==== Records for the exercise

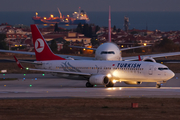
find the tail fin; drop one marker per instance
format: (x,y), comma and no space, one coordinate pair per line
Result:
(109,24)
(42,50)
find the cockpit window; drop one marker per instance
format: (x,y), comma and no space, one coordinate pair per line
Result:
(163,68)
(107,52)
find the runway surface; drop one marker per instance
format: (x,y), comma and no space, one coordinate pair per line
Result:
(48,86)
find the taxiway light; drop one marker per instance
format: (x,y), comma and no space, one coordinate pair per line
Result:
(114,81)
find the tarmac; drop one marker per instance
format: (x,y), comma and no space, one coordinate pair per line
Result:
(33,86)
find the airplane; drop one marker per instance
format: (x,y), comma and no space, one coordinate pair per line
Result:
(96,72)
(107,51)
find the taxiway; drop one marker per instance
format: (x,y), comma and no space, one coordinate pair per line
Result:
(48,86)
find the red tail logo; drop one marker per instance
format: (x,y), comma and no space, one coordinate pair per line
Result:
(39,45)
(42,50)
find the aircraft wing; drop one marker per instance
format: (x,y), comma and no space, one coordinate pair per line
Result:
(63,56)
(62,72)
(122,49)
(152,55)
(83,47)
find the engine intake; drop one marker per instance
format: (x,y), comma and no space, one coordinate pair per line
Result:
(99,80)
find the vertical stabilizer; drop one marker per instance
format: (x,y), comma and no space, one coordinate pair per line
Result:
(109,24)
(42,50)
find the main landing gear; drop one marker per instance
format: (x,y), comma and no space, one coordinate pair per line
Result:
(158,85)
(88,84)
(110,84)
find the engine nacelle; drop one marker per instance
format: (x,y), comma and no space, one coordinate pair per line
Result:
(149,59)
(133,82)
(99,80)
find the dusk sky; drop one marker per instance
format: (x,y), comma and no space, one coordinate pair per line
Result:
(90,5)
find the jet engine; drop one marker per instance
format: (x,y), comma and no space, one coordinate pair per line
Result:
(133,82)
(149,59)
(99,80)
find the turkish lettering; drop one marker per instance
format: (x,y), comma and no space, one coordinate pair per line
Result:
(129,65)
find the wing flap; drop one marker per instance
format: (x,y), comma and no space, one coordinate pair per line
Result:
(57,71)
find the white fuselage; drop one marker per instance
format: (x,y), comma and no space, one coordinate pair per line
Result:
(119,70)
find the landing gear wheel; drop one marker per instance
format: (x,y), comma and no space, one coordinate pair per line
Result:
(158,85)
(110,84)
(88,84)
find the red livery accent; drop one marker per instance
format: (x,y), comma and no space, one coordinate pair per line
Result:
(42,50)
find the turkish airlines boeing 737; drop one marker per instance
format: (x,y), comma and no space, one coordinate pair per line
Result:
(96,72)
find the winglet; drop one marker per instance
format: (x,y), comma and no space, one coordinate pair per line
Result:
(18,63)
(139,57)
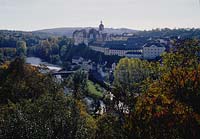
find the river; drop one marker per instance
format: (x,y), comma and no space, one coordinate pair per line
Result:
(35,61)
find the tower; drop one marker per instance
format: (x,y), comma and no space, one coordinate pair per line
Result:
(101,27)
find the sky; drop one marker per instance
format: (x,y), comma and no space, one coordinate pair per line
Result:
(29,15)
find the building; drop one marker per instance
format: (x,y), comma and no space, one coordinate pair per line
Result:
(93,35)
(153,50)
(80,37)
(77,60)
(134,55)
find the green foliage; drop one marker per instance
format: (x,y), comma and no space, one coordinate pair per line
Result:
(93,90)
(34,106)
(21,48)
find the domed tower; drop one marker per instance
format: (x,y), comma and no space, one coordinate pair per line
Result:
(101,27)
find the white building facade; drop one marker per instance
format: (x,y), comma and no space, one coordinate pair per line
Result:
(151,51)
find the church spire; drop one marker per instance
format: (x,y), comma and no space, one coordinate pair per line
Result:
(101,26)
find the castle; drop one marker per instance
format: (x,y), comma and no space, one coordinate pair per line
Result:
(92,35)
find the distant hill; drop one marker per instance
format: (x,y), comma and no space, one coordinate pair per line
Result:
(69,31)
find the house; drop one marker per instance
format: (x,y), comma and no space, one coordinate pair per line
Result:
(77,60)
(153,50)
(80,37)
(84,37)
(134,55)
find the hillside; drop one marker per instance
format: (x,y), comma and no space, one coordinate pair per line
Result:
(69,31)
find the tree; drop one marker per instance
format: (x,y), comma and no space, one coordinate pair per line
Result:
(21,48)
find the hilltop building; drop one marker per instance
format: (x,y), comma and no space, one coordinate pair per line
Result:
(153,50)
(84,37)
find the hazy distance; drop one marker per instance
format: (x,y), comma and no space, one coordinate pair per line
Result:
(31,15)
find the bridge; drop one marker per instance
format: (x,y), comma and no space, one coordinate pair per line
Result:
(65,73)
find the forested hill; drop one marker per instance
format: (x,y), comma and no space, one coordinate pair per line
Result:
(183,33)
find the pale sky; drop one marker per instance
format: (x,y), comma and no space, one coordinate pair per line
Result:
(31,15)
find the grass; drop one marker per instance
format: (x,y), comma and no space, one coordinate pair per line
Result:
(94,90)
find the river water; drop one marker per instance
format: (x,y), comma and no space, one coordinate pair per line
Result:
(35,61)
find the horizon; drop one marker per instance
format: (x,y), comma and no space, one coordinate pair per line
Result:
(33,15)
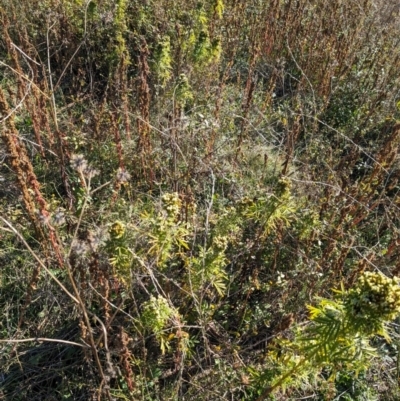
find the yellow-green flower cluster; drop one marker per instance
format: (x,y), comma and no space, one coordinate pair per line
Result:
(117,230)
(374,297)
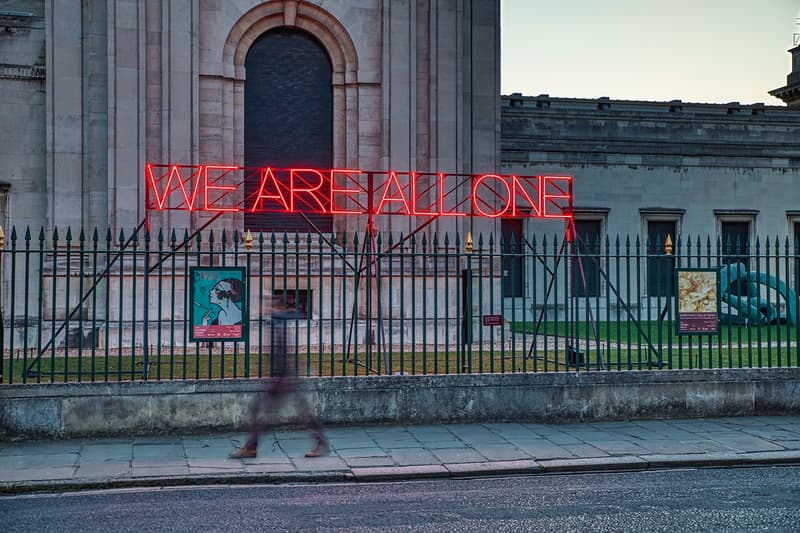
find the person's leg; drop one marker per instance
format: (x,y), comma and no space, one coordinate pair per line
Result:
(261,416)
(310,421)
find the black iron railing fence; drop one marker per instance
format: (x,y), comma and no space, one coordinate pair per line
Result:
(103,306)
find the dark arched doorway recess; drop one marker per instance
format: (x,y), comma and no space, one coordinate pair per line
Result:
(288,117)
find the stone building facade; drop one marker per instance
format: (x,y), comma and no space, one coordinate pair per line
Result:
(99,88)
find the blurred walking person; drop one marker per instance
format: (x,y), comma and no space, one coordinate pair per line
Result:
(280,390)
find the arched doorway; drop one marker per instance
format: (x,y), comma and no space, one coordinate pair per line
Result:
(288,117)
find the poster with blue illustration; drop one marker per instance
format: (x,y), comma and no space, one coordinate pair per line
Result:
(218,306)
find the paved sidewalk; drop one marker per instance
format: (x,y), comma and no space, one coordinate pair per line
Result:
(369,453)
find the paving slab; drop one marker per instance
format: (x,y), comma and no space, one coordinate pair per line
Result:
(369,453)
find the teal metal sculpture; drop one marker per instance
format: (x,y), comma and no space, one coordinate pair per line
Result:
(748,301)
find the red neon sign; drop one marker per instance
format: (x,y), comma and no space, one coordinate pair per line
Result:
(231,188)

========
==== Records for the exercise

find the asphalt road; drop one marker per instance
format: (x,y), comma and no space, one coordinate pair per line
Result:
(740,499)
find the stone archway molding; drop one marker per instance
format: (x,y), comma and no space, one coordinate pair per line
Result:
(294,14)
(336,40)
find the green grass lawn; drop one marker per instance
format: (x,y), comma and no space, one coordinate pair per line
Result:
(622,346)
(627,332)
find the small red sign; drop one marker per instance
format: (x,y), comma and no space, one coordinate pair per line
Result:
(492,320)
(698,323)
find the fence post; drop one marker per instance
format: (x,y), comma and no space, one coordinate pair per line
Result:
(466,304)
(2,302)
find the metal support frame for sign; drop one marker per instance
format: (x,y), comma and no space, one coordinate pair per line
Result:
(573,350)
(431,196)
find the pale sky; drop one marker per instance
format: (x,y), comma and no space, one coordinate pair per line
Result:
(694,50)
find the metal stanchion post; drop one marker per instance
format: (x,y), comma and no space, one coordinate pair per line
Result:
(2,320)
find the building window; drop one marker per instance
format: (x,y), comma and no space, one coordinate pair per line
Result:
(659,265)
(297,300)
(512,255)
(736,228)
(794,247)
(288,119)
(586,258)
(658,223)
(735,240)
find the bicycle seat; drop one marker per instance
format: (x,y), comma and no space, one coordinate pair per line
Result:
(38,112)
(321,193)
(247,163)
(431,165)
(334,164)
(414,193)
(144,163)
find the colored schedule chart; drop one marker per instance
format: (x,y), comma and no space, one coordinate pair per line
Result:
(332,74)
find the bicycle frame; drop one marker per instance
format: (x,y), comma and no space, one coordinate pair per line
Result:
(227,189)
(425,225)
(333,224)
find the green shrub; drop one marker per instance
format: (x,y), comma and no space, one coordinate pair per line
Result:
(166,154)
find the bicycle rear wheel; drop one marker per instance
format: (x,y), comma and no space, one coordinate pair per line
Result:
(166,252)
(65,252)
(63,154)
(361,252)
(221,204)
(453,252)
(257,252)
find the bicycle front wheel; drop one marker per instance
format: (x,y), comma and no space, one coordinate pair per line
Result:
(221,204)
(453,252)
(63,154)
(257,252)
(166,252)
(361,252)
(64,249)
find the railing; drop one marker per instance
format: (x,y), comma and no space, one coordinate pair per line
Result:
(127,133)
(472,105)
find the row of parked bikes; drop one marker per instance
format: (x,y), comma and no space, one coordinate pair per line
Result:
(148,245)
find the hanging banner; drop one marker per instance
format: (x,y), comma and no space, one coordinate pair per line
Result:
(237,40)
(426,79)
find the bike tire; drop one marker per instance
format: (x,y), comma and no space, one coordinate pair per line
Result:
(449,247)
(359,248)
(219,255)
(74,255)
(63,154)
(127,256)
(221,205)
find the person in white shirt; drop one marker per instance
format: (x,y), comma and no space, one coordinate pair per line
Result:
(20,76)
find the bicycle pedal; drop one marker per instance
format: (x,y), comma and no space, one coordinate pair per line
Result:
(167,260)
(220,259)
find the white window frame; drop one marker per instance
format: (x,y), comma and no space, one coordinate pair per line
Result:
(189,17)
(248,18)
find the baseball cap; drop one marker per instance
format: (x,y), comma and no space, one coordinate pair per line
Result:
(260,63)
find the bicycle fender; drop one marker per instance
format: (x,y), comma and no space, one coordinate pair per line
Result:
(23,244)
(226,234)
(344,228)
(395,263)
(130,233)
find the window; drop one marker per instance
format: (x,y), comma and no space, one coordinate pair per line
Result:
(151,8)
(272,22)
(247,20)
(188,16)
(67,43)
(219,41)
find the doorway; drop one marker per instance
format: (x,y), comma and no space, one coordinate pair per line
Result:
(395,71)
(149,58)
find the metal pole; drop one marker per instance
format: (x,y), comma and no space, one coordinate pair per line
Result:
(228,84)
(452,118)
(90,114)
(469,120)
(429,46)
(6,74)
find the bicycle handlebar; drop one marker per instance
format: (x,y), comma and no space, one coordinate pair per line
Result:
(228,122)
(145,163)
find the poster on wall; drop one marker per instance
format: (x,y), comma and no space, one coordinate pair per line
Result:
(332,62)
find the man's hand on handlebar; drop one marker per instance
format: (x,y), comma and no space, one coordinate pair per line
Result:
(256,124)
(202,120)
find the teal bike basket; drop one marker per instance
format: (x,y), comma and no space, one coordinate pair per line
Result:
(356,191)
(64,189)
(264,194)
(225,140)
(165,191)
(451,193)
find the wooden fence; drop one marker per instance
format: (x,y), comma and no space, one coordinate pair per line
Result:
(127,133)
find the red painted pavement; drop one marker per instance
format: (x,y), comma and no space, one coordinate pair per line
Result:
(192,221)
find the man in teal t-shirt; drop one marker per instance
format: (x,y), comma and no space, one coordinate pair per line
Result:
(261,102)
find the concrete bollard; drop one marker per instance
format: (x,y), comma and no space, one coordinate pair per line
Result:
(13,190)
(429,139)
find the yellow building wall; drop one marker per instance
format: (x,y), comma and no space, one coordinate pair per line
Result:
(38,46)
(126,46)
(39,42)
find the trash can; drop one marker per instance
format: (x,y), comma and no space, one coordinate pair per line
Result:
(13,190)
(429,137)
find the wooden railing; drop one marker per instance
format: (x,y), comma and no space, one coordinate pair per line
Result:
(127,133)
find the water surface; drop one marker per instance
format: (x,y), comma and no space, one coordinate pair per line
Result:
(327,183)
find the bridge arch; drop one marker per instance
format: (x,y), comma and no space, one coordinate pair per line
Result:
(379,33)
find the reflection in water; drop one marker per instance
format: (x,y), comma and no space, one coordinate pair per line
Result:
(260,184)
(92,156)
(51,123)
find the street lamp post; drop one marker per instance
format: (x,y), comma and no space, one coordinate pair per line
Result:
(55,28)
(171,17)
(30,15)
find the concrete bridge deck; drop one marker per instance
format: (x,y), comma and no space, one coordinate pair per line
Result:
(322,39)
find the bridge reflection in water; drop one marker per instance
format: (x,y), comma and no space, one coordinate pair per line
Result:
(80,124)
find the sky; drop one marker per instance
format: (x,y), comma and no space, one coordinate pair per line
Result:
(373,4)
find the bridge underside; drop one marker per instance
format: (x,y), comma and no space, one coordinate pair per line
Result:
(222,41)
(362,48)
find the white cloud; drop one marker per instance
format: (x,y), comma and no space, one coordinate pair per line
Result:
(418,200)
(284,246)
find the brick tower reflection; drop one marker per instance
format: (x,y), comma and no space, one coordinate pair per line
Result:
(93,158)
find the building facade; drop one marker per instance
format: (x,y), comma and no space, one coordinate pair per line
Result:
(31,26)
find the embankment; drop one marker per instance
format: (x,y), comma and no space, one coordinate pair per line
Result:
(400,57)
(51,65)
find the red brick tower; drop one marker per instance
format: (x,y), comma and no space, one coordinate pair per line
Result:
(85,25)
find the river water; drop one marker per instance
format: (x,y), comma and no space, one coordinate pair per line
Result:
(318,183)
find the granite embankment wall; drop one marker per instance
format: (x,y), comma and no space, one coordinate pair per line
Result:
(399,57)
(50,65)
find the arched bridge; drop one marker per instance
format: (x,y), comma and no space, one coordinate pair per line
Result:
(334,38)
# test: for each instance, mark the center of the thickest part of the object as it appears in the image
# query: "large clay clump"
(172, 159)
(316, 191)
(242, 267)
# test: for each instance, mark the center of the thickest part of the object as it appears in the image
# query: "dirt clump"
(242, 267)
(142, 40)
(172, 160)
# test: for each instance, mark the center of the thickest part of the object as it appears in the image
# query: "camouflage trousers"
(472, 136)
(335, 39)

========

> [What you need to do]:
Reproduce exactly the lines of the records above from the one with "find the tail" to the one with "find the airplane;", both included, and leave out everything else.

> [Task response]:
find the tail fin; drop one marker per instance
format: (x,y), comma and no space, one coordinate pair per line
Result:
(109,24)
(42,50)
find the cockpit window; drop one marker per instance
format: (x,y), comma and no space, one coordinate pair per line
Result:
(163,68)
(107,52)
find the runway surface; drop one marker per instance
format: (x,y), comma and no space, one coordinate pair per line
Result:
(48,86)
find the taxiway light; drop one marker per instance
format: (x,y), comma and no space, one coordinate pair per line
Result:
(114,81)
find the tarmac; drop one marker per instance
format: (x,y), comma and no space, one coordinate pair per line
Result:
(33,86)
find the airplane; drop one marker per instance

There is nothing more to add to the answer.